## Фрагмент текста
Феликс Чуев - Так говорил Каганович
– Организовали. Будет журнал выходить.
– А как Михалков?
– Он на пенсии.
– У него и в запасе кое-что есть, наверное. Что он делает сейчас?
– По-моему, в ФРГ поехал. Теперь она Германией называется. Зря, как говорится, проливали кровь, положили столько солдат. Мне Молотов рассказывал, как вы на Политбюро поругались с Берией по германскому вопросу, когда Берия заявил, что все равно, какая Германия – социалистическая или капиталистическая, лишь бы мирная была.
Но не такой ценой
– Да, верно. Видите ли, объединение все равно должно было произойти. '
– Но на какой основе!
– Не такой ценой, – говорит Каганович.
– А как вам нравятся эти подачки, когда карликовый Люксембург нам помогает? Его ведь и на карте не видно, – говорю я.

## Содержимое набора данных
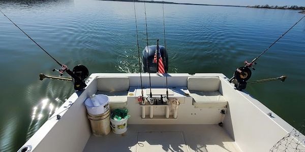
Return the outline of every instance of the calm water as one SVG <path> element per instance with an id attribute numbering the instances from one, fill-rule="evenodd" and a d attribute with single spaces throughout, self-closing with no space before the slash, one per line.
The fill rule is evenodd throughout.
<path id="1" fill-rule="evenodd" d="M 2 1 L 0 7 L 62 63 L 93 72 L 135 72 L 133 4 L 99 1 Z M 162 5 L 147 4 L 149 44 L 163 42 Z M 143 4 L 137 4 L 140 46 L 145 45 Z M 230 77 L 302 14 L 289 10 L 165 5 L 170 72 L 220 72 Z M 257 61 L 247 91 L 304 133 L 305 20 Z M 0 151 L 17 150 L 73 92 L 53 61 L 0 15 Z M 242 113 L 240 113 L 242 115 Z M 251 118 L 249 118 L 251 119 Z"/>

## Задания
1 – Переведите на английский язык это предложение из фрагмента текста: «Мне Молотов рассказывал, как вы на Политбюро поругались с Берией по германскому вопросу, когда Берия заявил, что все равно, какая Германия – социалистическая или капиталистическая, лишь бы мирная была».
2 – Повторите дословно отрывок фрагмента текста, который открывается словами «Феликс Чуев - Так» и завершается словами «на какой основе!».

## Выполненные задания
1 – Molotov told me how you quarreled with Beria at the Politburo over the German question, when Beria declared that it made no difference what kind of Germany it was, socialist or capitalist, as long as it was peaceful.

2 –
Феликс Чуев - Так говорил Каганович
– Организовали. Будет журнал выходить.
– А как Михалков?
– Он на пенсии.
– У него и в запасе кое-что есть, наверное. Что он делает сейчас?
– По-моему, в ФРГ поехал. Теперь она Германией называется. Зря, как говорится, проливали кровь, положили столько солдат. Мне Молотов рассказывал, как вы на Политбюро поругались с Берией по германскому вопросу, когда Берия заявил, что все равно, какая Германия – социалистическая или капиталистическая, лишь бы мирная была.
Но не такой ценой
– Да, верно. Видите ли, объединение все равно должно было произойти. '
– Но на какой основе!